-- BEGIN --

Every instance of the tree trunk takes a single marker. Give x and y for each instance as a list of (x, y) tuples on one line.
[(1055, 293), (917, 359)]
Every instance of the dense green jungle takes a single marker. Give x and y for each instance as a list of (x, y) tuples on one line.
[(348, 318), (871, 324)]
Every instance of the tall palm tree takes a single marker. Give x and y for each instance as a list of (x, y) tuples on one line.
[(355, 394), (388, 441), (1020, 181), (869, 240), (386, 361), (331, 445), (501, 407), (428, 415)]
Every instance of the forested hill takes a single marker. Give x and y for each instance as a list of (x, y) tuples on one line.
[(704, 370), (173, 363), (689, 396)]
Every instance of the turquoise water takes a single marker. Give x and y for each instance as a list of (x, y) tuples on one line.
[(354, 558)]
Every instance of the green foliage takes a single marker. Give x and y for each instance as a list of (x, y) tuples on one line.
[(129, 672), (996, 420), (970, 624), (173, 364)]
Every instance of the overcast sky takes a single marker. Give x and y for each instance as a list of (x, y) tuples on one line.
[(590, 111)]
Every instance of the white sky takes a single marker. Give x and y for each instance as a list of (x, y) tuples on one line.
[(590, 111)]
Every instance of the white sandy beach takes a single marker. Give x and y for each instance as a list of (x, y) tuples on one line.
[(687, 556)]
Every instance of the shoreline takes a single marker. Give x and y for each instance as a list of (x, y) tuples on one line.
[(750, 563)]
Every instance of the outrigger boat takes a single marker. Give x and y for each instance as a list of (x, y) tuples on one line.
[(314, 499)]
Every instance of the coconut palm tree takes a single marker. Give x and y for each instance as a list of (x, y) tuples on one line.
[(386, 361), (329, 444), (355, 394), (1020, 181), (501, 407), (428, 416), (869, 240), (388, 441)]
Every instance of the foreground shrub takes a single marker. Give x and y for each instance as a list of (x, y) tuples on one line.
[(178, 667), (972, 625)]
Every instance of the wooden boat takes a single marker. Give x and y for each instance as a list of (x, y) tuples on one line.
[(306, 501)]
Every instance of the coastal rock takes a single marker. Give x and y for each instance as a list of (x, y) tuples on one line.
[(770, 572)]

-- END --

• **SHORT PROBLEM**: Write out the entries above word for word, starting with the line that contains "Every instance of the turquoise" and going on through the line that contains "[(314, 499)]", both included.

• **EXERCISE SOLUTION**:
Every instance of the turquoise water takes a single marker. Give x and y for each instance as a list of (x, y) tuples on one line.
[(354, 558)]
Every instance of the green foliage takes a single marker. Give x and y for each instance as a list of (x, y) tuples on one line.
[(129, 672), (996, 420), (970, 624), (173, 364)]
Every instance of the overcast sky takes a single marker. Give x and y for each instance as a list of (x, y) tuples on one line.
[(590, 111)]
Every instance of the white sky takes a single marker. Give x and y for each instance as a list of (x, y) tuples on one line.
[(590, 111)]
Every instance of the white sandy beach takes a single marker. Give x and y for each instance as a list of (x, y) tuples on one line.
[(687, 556)]
Every instance of the shoreline takes a single marker. Give x and y for each instance as a list of (x, y) tuples on one line.
[(750, 563)]
Every instance of the outrigger boat takes a single marker. Give x and y for each instance as a list of (x, y) tuples on one line.
[(314, 499)]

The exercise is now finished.